## PASSAGE GIVEN:
Specifically, according to an exemplary embodiment of the present
specification, a first metal ion or an atomic group ion including
the first metal ion; and a second metal ion or an atomic group ion
including the second metal ion may form a shell portion of the
metal nanoparticle.
According to an exemplary embodiment of the present specification,
the forming of the metal nanoparticles may be forming the bowl-type
particles by bonding the metal ion or the atomic group ion
including the metal ion to a portion of an outer surface for the
micelle and reducing the metal ion or the atomic group ion
including the metal ion.
According to an exemplary embodiment of the present specification,
the halide provides a halogen ion in the solvent, and the halogen
ion may be bonded to a portion of an outer surface of the micelle
to suppress the metal ion or the atomic group ion including the
metal ion from being bonded to the portion of the outer surface of
the micelle.
Specifically, the halogen ion may serve to be bonded to a portion
of an outer surface of the micelle to prevent a metal layer from
being partially formed, thereby forming bowl-type particles.
According to an exemplary embodiment of the present specification,
the halide may mean a metal halide. More specifically, according to
an exemplary embodiment of the present specification, the halide
may mean a halide of an alkali metal or alkaline earth metal.
Specifically, according to an exemplary embodiment of the present
specification, the halide may include one or more selected from the
group consisting of LiF, LiCl, LiBr, LiI, NaCl, NaBr, NaI, KCl,
KBr, KI, MgCl.sub.2, MgBr.sub.2, MgI.sub.2, CaCl.sub.2, CaBr.sub.2,
and CaI.sub.2.
According to an exemplary embodiment of the present specification,
the concentration of the halide may be 2.5 times or less the
concentration of the metal salt to the solvent. Specifically, the
concentration of the halide may be more than 0 time and 2.5 times
or less the concentration of the metal salt to the solvent.

## PARTS OF THE EXERCISE:
[a] According to the passage on metal nanoparticles, what is the upper limit on the halide concentration?
[b] Rename "habitat tally" to "land survey" in the entries from their start down to the line containing "[(301, 362)]", changing nothing else and leaving out the pictures.
The entries have no connection to the passage on metal nanoparticles.

## MATERIAL PROVIDED:

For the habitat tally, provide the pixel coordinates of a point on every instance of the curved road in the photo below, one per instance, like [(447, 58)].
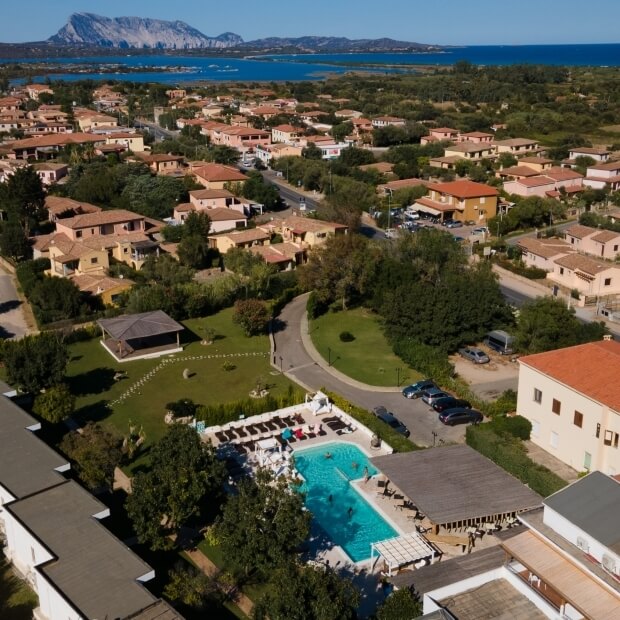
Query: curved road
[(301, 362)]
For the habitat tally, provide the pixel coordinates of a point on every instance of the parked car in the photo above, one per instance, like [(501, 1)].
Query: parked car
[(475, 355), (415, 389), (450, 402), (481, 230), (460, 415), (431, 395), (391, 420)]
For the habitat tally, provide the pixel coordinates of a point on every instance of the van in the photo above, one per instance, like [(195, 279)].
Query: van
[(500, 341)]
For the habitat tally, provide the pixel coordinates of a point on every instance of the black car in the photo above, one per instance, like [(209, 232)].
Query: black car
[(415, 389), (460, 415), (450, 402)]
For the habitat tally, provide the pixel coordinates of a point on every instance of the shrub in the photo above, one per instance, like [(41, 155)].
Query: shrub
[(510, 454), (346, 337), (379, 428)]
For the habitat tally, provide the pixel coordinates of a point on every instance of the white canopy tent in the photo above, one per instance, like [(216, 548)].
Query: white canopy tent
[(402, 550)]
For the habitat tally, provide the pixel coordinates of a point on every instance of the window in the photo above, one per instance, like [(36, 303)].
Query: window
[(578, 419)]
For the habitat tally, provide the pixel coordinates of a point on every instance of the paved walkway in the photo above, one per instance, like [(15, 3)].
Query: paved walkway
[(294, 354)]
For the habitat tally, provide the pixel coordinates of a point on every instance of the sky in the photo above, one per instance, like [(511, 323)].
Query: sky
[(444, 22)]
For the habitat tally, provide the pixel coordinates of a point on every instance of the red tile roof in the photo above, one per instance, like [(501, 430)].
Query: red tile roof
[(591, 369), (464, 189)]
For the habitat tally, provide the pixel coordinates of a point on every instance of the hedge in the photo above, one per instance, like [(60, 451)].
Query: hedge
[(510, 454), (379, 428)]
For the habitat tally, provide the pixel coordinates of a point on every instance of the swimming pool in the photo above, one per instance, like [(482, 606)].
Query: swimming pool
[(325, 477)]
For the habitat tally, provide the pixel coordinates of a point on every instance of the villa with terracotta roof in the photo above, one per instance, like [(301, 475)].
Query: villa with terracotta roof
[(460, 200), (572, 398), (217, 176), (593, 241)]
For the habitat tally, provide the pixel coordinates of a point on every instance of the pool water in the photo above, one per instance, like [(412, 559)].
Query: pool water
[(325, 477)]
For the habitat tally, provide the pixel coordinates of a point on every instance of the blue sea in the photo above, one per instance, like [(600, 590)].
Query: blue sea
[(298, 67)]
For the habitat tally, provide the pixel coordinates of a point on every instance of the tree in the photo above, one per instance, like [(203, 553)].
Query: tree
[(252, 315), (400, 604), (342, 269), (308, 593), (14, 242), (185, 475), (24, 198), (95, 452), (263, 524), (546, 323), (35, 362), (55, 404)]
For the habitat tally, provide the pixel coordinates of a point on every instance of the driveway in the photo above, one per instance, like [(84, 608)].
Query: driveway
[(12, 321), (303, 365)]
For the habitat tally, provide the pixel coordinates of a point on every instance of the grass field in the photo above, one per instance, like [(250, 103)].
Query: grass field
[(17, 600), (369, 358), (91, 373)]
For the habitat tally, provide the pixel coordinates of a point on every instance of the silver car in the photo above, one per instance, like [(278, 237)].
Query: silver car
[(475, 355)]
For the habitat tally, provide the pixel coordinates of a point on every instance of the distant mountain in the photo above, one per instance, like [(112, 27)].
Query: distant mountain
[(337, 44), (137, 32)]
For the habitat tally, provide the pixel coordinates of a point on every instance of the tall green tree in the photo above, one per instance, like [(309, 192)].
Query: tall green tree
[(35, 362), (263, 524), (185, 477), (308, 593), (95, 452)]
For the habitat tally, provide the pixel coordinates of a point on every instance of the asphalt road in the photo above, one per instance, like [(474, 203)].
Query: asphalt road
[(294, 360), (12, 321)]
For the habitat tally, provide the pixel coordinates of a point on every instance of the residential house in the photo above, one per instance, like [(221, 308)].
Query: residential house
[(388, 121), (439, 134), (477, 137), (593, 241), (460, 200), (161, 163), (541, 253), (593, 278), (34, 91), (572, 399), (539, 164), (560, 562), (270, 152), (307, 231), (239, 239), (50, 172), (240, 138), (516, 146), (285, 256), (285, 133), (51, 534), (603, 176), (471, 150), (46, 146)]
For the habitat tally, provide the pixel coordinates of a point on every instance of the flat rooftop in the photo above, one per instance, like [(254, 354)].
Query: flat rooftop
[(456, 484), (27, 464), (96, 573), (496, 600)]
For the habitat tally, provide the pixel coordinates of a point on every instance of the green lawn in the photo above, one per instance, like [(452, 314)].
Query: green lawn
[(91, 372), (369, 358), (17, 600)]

## WRITTEN ANSWERS:
[a] It may be 2.5 times or less the concentration of the metal salt to the solvent.

[b]
For the land survey, provide the pixel coordinates of a point on every instance of the curved road in the photo below, one per instance, like [(447, 58)].
Query: curved road
[(301, 362)]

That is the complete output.